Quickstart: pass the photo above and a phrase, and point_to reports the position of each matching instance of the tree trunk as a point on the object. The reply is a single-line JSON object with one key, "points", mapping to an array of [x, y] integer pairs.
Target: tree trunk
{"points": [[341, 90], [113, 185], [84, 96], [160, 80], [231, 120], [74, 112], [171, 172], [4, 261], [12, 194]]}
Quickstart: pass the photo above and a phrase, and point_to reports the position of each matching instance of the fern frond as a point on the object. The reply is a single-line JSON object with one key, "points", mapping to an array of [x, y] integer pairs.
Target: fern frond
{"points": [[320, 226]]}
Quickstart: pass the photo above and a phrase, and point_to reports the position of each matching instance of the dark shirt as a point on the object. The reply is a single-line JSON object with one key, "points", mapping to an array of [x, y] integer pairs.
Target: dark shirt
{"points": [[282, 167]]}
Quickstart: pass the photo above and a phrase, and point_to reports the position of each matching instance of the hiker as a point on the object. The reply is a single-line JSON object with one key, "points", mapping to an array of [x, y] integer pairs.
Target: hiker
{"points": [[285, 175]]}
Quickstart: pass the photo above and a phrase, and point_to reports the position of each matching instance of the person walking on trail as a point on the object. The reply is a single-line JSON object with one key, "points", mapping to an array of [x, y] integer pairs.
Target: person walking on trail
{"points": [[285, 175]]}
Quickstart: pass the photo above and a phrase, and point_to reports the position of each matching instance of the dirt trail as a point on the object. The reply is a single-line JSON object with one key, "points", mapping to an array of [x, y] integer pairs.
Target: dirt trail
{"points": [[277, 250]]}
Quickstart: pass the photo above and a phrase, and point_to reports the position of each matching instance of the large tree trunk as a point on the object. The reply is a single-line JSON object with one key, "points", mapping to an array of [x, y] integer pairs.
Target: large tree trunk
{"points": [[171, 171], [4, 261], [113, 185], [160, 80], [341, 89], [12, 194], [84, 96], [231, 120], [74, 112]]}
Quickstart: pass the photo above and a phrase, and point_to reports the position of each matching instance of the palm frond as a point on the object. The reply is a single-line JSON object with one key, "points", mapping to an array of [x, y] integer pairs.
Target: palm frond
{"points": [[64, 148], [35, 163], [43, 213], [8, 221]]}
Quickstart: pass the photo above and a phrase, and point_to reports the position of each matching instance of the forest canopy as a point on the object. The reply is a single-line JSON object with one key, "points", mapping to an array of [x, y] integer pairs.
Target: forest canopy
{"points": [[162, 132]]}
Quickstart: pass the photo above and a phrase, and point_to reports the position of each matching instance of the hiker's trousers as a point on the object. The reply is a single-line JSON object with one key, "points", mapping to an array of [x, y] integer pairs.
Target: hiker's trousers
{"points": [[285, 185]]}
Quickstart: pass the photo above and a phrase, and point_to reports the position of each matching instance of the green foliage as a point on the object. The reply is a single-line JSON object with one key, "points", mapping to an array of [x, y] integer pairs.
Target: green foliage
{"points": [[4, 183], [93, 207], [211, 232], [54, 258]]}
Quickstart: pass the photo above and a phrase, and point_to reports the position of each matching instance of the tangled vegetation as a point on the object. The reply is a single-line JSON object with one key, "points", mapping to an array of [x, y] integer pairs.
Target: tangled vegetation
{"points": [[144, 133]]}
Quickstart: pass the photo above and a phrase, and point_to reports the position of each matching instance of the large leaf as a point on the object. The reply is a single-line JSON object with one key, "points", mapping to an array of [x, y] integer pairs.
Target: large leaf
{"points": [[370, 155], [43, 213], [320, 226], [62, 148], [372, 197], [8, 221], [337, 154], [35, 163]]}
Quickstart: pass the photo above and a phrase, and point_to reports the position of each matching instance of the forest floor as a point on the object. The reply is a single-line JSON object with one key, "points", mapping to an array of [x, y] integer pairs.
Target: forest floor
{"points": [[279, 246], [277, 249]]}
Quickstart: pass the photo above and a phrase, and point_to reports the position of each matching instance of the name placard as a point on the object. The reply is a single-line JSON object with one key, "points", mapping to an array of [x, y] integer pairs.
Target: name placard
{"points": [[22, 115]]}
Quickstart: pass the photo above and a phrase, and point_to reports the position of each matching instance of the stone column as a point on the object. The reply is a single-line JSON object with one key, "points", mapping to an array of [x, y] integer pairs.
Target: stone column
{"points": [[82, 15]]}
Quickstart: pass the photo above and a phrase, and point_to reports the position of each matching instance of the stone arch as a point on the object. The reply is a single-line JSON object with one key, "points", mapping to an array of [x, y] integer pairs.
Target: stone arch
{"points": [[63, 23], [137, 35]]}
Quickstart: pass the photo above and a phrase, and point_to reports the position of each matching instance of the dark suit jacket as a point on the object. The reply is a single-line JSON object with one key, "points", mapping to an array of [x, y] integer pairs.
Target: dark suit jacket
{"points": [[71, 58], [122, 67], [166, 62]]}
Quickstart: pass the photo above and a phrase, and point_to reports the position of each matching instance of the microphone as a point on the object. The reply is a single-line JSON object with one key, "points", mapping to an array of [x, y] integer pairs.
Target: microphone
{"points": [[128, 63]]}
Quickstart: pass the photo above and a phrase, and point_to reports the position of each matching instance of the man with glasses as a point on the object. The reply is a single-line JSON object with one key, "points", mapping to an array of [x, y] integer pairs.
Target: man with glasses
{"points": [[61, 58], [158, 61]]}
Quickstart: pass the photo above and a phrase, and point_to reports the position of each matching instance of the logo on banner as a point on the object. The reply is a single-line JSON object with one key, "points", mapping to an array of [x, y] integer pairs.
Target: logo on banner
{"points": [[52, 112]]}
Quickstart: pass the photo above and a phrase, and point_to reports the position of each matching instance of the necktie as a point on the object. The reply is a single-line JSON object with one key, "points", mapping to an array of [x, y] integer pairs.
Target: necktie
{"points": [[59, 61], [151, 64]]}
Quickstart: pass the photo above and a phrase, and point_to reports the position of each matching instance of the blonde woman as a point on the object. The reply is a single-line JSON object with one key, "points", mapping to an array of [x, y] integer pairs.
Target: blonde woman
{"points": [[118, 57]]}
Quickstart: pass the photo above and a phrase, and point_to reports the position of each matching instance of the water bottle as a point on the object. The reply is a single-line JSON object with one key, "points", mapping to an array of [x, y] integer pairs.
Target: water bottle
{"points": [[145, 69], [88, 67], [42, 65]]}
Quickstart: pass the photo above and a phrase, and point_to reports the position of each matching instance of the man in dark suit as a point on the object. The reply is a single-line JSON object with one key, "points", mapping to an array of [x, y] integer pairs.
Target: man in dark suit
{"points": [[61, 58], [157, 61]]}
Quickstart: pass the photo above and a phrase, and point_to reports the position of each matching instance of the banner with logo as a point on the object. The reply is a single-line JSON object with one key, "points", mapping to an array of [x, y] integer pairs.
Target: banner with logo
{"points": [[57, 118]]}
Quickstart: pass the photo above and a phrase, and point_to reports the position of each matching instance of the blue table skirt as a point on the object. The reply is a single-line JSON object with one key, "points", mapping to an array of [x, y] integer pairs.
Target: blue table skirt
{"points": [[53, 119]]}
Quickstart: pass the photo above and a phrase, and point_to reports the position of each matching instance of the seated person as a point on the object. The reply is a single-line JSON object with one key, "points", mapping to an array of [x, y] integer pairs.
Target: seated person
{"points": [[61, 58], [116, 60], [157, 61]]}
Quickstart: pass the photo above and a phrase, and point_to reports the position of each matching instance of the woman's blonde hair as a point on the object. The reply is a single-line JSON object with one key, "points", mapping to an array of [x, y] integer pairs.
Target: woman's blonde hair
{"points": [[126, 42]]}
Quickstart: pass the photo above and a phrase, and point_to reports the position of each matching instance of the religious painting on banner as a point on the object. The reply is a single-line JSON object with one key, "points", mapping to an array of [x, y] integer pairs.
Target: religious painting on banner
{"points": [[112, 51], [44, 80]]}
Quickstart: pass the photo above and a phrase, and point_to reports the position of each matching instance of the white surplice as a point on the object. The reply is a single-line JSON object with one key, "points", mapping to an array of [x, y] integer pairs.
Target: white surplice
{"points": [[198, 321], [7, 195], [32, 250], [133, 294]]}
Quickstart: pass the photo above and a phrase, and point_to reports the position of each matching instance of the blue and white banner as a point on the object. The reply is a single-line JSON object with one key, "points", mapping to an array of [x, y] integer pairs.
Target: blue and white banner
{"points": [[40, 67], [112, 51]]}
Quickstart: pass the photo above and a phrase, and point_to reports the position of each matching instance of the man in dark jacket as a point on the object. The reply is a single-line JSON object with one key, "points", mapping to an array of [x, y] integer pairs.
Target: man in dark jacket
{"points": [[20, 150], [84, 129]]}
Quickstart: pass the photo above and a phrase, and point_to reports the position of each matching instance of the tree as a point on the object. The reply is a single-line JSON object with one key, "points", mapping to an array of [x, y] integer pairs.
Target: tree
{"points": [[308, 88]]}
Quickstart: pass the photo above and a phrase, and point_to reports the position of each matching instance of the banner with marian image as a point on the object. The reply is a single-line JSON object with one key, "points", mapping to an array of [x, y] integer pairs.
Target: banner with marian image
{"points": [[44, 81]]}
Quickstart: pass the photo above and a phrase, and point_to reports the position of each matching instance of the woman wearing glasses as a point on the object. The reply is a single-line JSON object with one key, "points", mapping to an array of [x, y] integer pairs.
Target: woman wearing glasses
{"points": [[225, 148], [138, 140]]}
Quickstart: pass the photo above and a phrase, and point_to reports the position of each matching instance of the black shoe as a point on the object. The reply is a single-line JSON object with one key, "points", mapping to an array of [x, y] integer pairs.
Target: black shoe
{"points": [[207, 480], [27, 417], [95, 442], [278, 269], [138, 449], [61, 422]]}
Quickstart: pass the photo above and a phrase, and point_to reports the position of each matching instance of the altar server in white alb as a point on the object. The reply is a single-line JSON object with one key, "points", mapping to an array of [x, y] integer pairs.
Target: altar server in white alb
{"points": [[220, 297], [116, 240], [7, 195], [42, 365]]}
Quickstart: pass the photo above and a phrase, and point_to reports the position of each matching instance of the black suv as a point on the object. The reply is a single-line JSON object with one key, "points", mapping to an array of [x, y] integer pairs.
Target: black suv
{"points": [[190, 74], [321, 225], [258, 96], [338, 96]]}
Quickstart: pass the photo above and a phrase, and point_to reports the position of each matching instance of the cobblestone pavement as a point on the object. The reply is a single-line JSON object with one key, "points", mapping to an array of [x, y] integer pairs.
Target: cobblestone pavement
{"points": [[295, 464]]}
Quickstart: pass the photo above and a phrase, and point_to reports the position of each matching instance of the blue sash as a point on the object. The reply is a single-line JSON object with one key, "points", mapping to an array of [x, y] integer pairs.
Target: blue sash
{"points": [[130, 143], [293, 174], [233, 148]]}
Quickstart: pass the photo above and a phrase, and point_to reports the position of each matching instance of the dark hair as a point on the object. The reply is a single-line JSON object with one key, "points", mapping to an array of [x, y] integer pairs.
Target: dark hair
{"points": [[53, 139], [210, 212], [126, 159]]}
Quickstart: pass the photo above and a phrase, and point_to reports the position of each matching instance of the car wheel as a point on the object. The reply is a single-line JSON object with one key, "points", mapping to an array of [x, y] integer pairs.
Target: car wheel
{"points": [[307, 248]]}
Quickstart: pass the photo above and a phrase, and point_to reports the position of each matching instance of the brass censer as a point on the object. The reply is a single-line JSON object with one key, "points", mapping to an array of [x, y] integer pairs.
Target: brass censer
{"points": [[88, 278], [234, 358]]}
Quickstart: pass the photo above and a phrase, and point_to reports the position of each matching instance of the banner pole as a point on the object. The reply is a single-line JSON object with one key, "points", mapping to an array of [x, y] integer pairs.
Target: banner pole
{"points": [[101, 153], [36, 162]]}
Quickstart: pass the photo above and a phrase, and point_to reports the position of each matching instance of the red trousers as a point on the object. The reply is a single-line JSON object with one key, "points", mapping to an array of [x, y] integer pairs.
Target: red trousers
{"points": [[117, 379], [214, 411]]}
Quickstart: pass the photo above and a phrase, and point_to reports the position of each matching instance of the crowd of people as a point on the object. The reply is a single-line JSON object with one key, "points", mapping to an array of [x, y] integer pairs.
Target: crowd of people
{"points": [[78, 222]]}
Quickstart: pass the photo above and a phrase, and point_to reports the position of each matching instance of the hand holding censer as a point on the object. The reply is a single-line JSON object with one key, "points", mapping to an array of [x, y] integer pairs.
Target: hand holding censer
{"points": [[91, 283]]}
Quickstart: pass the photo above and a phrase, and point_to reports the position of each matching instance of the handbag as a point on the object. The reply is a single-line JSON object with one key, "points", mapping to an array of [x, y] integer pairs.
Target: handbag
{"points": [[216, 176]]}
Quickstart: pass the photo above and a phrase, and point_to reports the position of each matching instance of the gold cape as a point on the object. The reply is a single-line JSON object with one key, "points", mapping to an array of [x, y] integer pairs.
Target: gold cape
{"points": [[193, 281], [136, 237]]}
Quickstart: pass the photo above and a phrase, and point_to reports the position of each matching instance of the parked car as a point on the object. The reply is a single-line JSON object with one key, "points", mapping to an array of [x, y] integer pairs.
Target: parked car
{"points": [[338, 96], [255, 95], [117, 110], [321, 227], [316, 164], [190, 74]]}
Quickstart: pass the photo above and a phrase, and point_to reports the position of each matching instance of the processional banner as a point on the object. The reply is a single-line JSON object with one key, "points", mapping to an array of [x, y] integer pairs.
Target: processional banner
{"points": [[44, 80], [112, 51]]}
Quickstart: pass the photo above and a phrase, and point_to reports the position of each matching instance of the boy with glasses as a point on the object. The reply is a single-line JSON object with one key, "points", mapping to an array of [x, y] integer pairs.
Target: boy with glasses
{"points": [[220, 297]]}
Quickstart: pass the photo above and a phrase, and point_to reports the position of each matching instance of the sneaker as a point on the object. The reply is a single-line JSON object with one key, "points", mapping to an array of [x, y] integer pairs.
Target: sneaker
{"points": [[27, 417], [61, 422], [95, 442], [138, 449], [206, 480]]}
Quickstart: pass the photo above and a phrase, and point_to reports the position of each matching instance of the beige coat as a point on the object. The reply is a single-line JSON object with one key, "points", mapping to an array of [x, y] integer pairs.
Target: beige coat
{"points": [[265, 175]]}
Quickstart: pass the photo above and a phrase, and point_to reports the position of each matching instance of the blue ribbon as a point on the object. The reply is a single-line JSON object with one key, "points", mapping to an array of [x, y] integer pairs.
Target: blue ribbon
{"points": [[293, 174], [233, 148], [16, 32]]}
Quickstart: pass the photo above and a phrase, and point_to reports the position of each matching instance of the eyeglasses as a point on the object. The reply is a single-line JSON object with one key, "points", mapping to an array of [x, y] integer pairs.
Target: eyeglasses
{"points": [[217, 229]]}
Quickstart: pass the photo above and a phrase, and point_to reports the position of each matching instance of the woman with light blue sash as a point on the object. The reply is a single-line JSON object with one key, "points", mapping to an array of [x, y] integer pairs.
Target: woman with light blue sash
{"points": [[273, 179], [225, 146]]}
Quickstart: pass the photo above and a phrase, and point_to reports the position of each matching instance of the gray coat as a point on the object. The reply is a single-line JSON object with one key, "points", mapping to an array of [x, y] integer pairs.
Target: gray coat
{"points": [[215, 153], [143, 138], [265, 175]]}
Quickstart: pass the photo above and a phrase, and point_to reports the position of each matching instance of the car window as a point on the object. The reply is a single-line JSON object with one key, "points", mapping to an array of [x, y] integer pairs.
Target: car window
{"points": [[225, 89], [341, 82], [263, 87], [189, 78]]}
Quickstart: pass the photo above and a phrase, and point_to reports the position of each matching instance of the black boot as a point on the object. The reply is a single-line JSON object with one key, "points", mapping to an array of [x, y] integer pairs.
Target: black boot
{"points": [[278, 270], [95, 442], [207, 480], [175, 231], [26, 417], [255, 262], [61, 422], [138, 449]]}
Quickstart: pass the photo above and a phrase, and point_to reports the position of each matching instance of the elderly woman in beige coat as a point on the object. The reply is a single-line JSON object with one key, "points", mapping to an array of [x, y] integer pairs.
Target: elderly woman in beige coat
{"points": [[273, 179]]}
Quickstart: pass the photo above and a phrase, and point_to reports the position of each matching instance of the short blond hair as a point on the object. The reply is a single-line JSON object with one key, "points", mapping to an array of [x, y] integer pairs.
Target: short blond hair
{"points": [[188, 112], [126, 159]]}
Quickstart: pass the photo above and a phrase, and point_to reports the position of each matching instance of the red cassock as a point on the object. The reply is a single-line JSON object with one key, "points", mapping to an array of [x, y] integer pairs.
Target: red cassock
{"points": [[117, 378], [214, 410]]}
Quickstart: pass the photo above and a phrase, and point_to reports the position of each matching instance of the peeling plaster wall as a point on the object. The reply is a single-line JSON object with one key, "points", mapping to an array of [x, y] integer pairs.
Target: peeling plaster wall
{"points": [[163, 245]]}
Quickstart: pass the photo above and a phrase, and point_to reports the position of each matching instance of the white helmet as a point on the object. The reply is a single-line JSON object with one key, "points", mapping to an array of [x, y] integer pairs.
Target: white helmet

━━━━

-- Prompt --
Scan the data above; copy every line where "helmet" appears.

-- Exercise result --
Quickstart: pass the photo above and a phrase, and point_to reports the position of each matching instance of the white helmet as a point on the object. The reply is a single-line JSON object with one key, "points", mapping to an array of [x, y] integer pairs.
Target: white helmet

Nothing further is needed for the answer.